* TASK DESCRIPTION
Print each entry word for word without images.

* GIVEN DATA
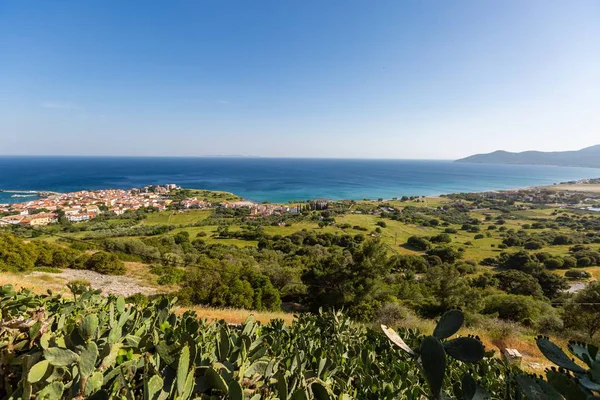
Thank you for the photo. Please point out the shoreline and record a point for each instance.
(576, 186)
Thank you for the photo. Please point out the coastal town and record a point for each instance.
(86, 205)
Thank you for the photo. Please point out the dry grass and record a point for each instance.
(589, 188)
(36, 283)
(237, 316)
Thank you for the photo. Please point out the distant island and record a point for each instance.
(588, 157)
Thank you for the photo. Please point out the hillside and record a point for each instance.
(587, 157)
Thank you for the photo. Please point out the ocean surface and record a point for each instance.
(276, 179)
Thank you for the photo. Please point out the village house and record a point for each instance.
(39, 219)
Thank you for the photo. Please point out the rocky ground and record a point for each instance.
(109, 284)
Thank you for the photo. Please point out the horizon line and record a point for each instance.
(219, 156)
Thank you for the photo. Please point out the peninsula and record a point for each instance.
(587, 157)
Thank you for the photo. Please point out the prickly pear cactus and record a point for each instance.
(431, 355)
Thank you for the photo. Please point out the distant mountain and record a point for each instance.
(588, 157)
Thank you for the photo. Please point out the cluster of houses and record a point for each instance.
(84, 205)
(256, 210)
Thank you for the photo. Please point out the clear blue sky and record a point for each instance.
(298, 78)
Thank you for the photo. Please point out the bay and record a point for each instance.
(276, 179)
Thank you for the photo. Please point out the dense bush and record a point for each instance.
(105, 263)
(97, 347)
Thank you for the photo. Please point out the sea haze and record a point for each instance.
(276, 179)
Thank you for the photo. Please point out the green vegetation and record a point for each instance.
(507, 256)
(90, 346)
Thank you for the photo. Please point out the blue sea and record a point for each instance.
(276, 179)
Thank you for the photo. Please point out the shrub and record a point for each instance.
(441, 238)
(533, 245)
(418, 243)
(80, 282)
(578, 274)
(105, 263)
(516, 308)
(549, 324)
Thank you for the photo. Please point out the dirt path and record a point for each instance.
(109, 284)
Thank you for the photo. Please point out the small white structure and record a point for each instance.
(512, 356)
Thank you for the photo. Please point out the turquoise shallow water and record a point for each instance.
(274, 179)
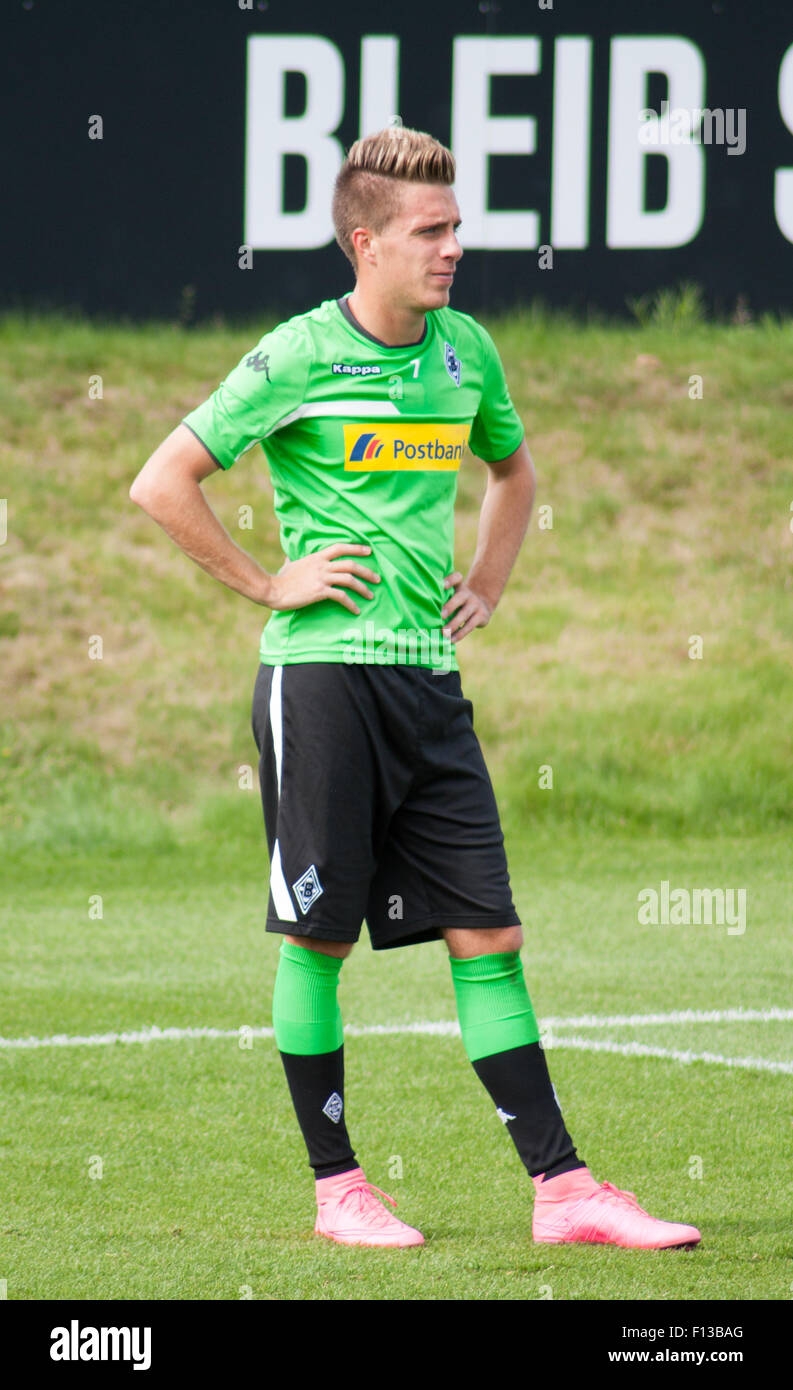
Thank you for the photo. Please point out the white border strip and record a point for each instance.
(452, 1029)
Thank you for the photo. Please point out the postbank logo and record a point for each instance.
(385, 445)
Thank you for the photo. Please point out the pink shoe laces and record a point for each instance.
(615, 1193)
(367, 1205)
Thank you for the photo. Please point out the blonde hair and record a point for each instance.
(367, 189)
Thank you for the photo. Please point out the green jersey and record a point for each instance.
(364, 444)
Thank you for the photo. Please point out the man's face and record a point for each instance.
(414, 259)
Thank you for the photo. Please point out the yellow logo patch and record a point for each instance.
(390, 445)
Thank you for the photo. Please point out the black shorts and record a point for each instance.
(377, 804)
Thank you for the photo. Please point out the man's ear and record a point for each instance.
(363, 245)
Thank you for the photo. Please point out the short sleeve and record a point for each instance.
(256, 398)
(497, 428)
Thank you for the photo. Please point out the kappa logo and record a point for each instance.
(307, 888)
(260, 362)
(334, 1107)
(365, 446)
(453, 364)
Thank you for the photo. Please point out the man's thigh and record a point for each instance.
(329, 783)
(443, 863)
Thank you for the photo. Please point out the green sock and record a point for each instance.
(493, 1004)
(306, 1014)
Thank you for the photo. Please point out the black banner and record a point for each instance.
(175, 157)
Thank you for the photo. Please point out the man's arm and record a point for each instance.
(503, 521)
(168, 488)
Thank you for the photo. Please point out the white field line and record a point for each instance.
(452, 1029)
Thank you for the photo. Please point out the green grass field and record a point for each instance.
(172, 1168)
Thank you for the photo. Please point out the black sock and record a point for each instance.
(317, 1087)
(521, 1087)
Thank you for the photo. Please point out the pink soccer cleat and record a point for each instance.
(572, 1207)
(349, 1212)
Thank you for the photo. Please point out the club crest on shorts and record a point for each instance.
(307, 888)
(453, 363)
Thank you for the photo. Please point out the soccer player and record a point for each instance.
(377, 798)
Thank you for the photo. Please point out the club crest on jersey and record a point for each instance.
(260, 362)
(453, 363)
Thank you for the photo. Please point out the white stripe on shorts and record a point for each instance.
(281, 898)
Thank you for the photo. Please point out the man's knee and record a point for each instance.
(340, 950)
(465, 943)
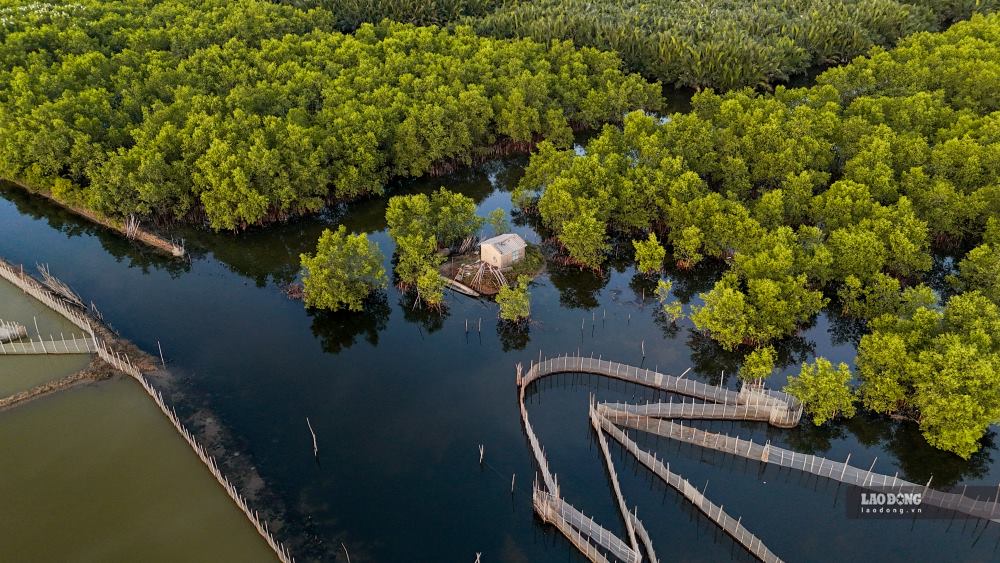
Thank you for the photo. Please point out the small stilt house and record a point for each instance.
(502, 251)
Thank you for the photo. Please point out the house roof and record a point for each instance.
(505, 243)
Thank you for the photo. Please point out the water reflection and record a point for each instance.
(338, 331)
(73, 226)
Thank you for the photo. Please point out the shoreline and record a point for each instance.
(142, 235)
(114, 352)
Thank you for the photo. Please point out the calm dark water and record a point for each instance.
(401, 400)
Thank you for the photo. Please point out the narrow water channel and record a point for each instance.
(401, 400)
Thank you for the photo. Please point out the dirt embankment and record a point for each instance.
(97, 370)
(142, 235)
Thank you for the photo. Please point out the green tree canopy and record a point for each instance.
(343, 272)
(758, 365)
(649, 254)
(824, 390)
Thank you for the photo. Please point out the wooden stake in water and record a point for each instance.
(313, 432)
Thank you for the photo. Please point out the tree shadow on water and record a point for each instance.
(338, 331)
(513, 337)
(578, 289)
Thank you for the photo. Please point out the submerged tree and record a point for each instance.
(498, 221)
(515, 302)
(939, 367)
(430, 287)
(758, 365)
(825, 391)
(343, 272)
(671, 308)
(649, 254)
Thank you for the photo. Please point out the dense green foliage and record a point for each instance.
(831, 194)
(421, 225)
(343, 272)
(941, 367)
(824, 390)
(515, 301)
(445, 216)
(758, 365)
(649, 254)
(671, 308)
(498, 222)
(725, 43)
(249, 111)
(351, 14)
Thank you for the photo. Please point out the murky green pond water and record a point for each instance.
(401, 399)
(97, 473)
(20, 373)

* ANSWER
Thank you for the photo. Please point out the shoreline and record a point for each instance.
(576, 186)
Thank you for the photo. Please point out the coastal town and record a point for each instance.
(86, 205)
Thank you for the photo. Please point out the dry grass and record a point for each instance.
(589, 188)
(36, 283)
(237, 316)
Thank you for the photo. Please point out the distant island and record a point for each instance.
(588, 157)
Thank you for the photo. Please point out the hillside and record a point for each instance.
(587, 157)
Thank you for the photo. Please point out the ocean surface and record a point for each instance.
(276, 179)
Thank you for the photo. Please point out the village house and record a point for each instance.
(39, 219)
Thank you for the photo. Please point out the rocky ground and record a point for each instance.
(109, 284)
Thank you for the photo. Please point out the horizon line and record a point for each instance.
(219, 156)
Thank you for the photo. Please point out the peninsula and record a point for each instance.
(587, 157)
Thank you for the photo. Please point out the prickly pear cactus and record a point for each instance.
(431, 355)
Thank you for the photo. Please point out the distant mountain and record a point for each instance.
(588, 157)
Thank you for the photo. Please point out the cluster of houses and record a point for each instance.
(84, 205)
(256, 210)
Thank you for the photo. Please point out the clear blue sky and record a point for each instance.
(298, 78)
Thank you for the photo. Please point out the bay and record a point for each instance.
(276, 179)
Thank you for the photo. Please point out the dense bush and record a point for each instance.
(105, 263)
(97, 347)
Thank you for the photo. Please point out the sea haze and record a point for each instance.
(276, 179)
Thank you for the photo. Please point out the green vegetation and record a point for each instance.
(507, 256)
(90, 346)
Thank you for the photo. Please point out the blue sea and record a point for each instance.
(276, 179)
Thank you for the photo. Please point out the shrub and record a point for each instance.
(441, 238)
(533, 245)
(418, 243)
(80, 282)
(578, 274)
(105, 263)
(516, 308)
(549, 324)
Thank you for the photo. Please point out the dirt path and record a point for each instance.
(109, 284)
Thank you for the photo. Please point out the small white structure and record a point for each instance.
(512, 356)
Thank you for the photo. Please point out the turquoise shallow water and record a point for each instance.
(274, 179)
Thank you for the photo. Please point out the white border strip and record a point for each instance.
(452, 1029)
Thank you for the photo. Please point out the postbank logo and record a point for each instance.
(385, 445)
Thank you for the photo. Please point out the pink shoe laces and record a point for each instance.
(615, 1193)
(367, 1205)
Thank you for the photo. Please point out the blonde hair and record a point for each instance.
(367, 189)
Thank you for the photo. Please point out the green jersey and record a point for each instance.
(364, 444)
Thank you for the photo. Please point out the man's face and record a point for each instance.
(414, 259)
Thank you for the photo. Please point out the yellow logo patch and record a point for each instance.
(390, 445)
Thank you for the photo. Please point out the black shorts and record a point for each instance.
(377, 804)
Thank you for the photo. Please point out the man's ear and record a point for each instance.
(363, 245)
Thank you for the photo. Please point out the short sleeve and record a point for each instance.
(256, 398)
(497, 428)
Thank you for the photo. Please point out the kappa logo and record a point for each instance.
(307, 888)
(260, 362)
(334, 1107)
(365, 446)
(453, 364)
Thank you for the photo. Please point out the man's thigh and record a point for each instance.
(329, 783)
(443, 863)
Thank you for the photo. Please point out the green sock and record a point for each instance.
(493, 1004)
(306, 1014)
Thank you for the photo. Please point out the black banner and record a point for each instance.
(175, 157)
Thank you for the photo. Please point out the man's arm and record a point for each instance.
(503, 521)
(168, 488)
Thank you for the photo. Please point out the white field line and record a point for each instance.
(452, 1029)
Thank you for the photo. Please point out the green grass field and record a point for each instance.
(172, 1168)
Thank you for the photo. Please point out the black sock and record a point for each instance.
(317, 1087)
(521, 1087)
Thank you for the photo. Please point out the pink soccer cleat and record a point for each instance.
(572, 1207)
(349, 1212)
Thank you for the photo. Please point out the club crest on shorts and record a point for each instance.
(307, 888)
(453, 363)
Thank you for the photo. Please point out the soccer player and record a point for each instance.
(377, 798)
Thank you for the photo. Please point out the club crest on jersey and record a point for each instance.
(260, 362)
(453, 363)
Thank you for the photo. Please point out the white stripe on shorts and record a point for each instance.
(281, 898)
Thank you for the photo. Please point out the man's knee and record a point for each instance.
(340, 950)
(465, 943)
Thank you for the photo. Please point out the small stilt house and record a point for each instance.
(502, 251)
Thank you for the photo. Please point out the house roof and record a point for each instance.
(505, 243)
Thank you for the photo. Please point out the water reflection and record a point for each instance.
(338, 331)
(73, 226)
Thank you for the photo. Please point out the shoreline and record a point for each instance.
(142, 235)
(114, 352)
Thank you for the photo. Please point out the calm dark water and record a point for each instance.
(401, 400)
Thank you for the photo. Please point out the narrow water channel and record a point for each instance.
(401, 400)
Thank you for the photo. Please point out the dirt embankment and record a point for each instance.
(97, 370)
(142, 235)
Thank you for the photo. Please point out the green tree canopy and record a point for each instance.
(343, 272)
(758, 365)
(649, 254)
(824, 390)
Thank you for the photo. Please point out the wooden stake in water and record a point for each instance.
(313, 432)
Thank you for the photo. Please point out the tree shadow on water and record a point for each instance.
(338, 331)
(513, 337)
(578, 289)
Thank you for the photo. Please point out the submerged tree and record a point for each instance.
(498, 221)
(515, 302)
(939, 367)
(430, 287)
(758, 365)
(825, 391)
(343, 272)
(671, 308)
(649, 254)
Thank you for the photo. Please point out the dense green foliage and record a point for each instance.
(831, 194)
(421, 225)
(343, 272)
(941, 367)
(824, 390)
(515, 301)
(445, 216)
(758, 365)
(649, 254)
(671, 308)
(498, 222)
(725, 43)
(249, 111)
(351, 14)
Thank you for the photo. Please point out the murky green pond water and record a point for each instance.
(401, 399)
(97, 473)
(20, 373)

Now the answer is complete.